→ **Deine Aufgabe**
Gib die Zeilen von der Zeile mit „Provide the location of every instance of the yellow“ bis zum Ende der Liste (beide einschließlich) samt Aufforderungen erneut aus. Verschiebe dabei jede Zahl der Koordinaten in den Antworten um 75 nach oben.

→ **Vorliegende Liste**
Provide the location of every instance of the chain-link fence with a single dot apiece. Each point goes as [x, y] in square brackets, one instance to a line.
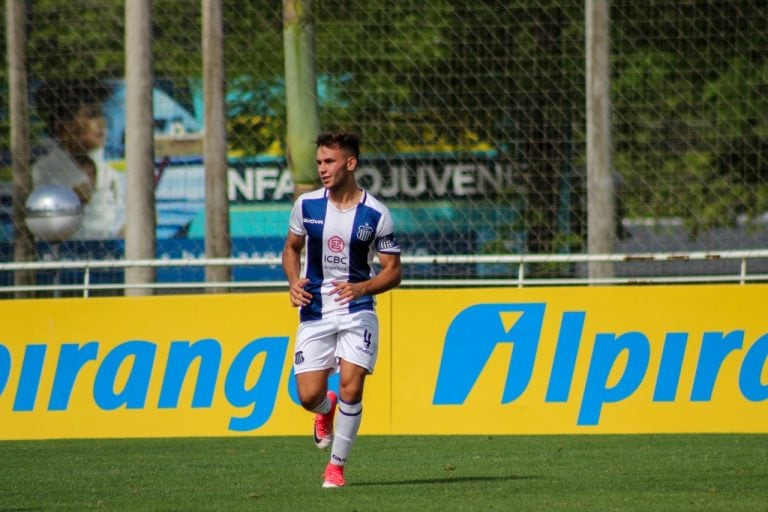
[472, 117]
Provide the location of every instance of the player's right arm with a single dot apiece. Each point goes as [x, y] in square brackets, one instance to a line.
[291, 258]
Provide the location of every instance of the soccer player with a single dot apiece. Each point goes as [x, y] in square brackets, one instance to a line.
[341, 226]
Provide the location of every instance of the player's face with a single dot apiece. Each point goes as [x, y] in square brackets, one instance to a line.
[335, 167]
[86, 131]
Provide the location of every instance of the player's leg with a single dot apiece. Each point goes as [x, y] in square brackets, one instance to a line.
[357, 349]
[314, 360]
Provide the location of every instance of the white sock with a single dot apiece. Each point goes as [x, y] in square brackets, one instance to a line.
[345, 432]
[324, 406]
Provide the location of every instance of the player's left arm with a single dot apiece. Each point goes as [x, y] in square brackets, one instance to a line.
[389, 277]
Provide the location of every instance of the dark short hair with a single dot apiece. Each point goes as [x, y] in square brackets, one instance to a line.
[343, 140]
[59, 100]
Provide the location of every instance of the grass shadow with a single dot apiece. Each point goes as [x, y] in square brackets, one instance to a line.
[448, 480]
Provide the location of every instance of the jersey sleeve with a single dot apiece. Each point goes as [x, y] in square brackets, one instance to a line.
[296, 222]
[385, 235]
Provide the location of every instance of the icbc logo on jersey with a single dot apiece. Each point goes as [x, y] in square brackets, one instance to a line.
[335, 243]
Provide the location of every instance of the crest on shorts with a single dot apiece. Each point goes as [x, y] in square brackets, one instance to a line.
[364, 233]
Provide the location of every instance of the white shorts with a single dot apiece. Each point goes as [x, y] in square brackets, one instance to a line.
[353, 337]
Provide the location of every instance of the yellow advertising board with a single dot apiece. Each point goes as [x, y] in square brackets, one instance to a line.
[581, 360]
[466, 361]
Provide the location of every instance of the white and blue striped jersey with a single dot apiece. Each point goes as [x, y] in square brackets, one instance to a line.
[339, 246]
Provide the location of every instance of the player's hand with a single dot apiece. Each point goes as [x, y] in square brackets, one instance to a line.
[347, 292]
[298, 295]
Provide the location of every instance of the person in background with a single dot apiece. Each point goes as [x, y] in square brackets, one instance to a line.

→ **Lösung**
Provide the location of every instance of the yellow advertising board with a single dot apiece. Each point goes as [x, y] in square brackets, one instance to a line.
[656, 435]
[541, 436]
Provide the location of every instance of the white and blue striped jersey with a single dot apiece. Each point goes as [x, y] in square brackets, one instance to a line.
[414, 321]
Provide the location of every instance of the player's hand with a single dot apiece. Each point goes as [x, y] in square brackets, one instance to a line.
[422, 367]
[373, 370]
Provide the location of every instance of the person in background with a single dot apiece. Each point goes as [x, y] in square brackets, one instance to a line.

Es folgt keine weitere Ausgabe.